Set task:
Can you reproduce the material below with "Mark" substituted for each "Pick out" and every other word unchanged?

>>>>

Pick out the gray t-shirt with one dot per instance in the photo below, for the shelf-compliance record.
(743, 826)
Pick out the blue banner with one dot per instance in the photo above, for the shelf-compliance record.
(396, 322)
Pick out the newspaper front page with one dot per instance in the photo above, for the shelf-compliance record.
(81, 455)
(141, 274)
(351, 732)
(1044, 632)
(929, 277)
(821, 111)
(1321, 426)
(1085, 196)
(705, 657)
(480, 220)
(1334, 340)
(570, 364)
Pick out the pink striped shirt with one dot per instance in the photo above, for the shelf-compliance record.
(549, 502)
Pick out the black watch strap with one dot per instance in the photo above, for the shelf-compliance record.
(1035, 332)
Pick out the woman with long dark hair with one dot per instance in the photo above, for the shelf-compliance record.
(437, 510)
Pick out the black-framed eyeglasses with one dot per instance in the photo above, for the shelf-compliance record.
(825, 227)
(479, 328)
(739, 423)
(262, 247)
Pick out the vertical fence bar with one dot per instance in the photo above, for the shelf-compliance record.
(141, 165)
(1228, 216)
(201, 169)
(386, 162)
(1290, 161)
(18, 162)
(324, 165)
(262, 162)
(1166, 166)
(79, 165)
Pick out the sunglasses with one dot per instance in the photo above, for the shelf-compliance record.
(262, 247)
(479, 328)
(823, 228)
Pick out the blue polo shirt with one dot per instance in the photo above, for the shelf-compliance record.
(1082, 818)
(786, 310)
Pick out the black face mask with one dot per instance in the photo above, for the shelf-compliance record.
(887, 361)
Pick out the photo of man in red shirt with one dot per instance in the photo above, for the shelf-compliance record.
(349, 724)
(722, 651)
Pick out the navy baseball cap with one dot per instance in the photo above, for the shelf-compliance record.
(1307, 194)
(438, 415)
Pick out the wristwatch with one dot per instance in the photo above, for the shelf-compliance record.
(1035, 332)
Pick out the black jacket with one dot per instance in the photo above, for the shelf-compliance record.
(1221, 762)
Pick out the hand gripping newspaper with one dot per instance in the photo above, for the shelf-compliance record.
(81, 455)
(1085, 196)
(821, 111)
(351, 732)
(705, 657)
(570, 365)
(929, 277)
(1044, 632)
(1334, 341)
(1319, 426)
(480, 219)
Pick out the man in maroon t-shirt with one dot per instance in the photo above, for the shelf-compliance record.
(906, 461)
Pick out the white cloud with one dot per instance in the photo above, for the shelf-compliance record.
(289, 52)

<<<<

Final answer:
Mark the gray t-shirt with one dot per instance in the photo below, for the shelf-compliance record.
(743, 826)
Mark the blue banner with one dot per instance in the photo above, for the shelf-compliance record.
(396, 322)
Mark the newspaper front page with one dot per instance in the photo above, for the shelf-compliance record.
(81, 455)
(141, 274)
(351, 732)
(1044, 632)
(929, 277)
(821, 111)
(1321, 426)
(1085, 196)
(705, 657)
(480, 220)
(1334, 340)
(570, 364)
Mark the pink striped shirt with one dot per instance in the photo above, for the shelf-compliance record.
(549, 502)
Mark the black watch strap with one dot per instance in the photo above, for the shelf-compliance record.
(1035, 332)
Mark the woman with long dark hair with one dot per instance in the photo above, for the shelf-compliance record.
(437, 510)
Mark the black-framed eyeglasses with one dot per instance in the photo above, for the shelf-compliance record.
(825, 227)
(479, 328)
(739, 423)
(262, 247)
Mark the vertical fence bar with one dot per instance in the photo above, for the shelf-compliance record.
(141, 165)
(1228, 216)
(201, 169)
(386, 162)
(1290, 161)
(18, 162)
(324, 165)
(262, 162)
(1166, 166)
(79, 165)
Mark the sunglasses with one dot per instance in the photo above, for the shelf-compliance record.
(262, 247)
(479, 328)
(823, 228)
Mark the blue polo shirt with one dot per instance in the photo above, for the shelf-compliance record.
(1082, 818)
(786, 310)
Mark the black face mask with one dot per instance in the photo above, for the shelf-compliance record.
(887, 361)
Mark the photo of man in red shirt with one dot per instance in the photo above, for the shelf-compliance record.
(349, 724)
(722, 651)
Mark the navy baseball cap with one dot per instance in the photo above, for the shelf-compliance record.
(1307, 194)
(438, 415)
Mark the wristwatch with one dot per instance in the photo above, for the shelf-compliance record.
(1035, 332)
Mark the black jacket with one dot per instance in the photo above, for the shelf-compliance record.
(1221, 762)
Mark the hand gripping newspaper with one dot per instance in the photo above, for the shelf-compliance record.
(81, 455)
(1085, 196)
(821, 111)
(351, 732)
(705, 657)
(570, 365)
(929, 277)
(1044, 632)
(1334, 341)
(1319, 426)
(480, 219)
Mark the man in maroon t-shirt with one dot per instance in the photo above, for the shelf-compliance record.
(906, 461)
Mark the white cloud with one dot per instance in the photo above, for the shelf-compliance record.
(289, 52)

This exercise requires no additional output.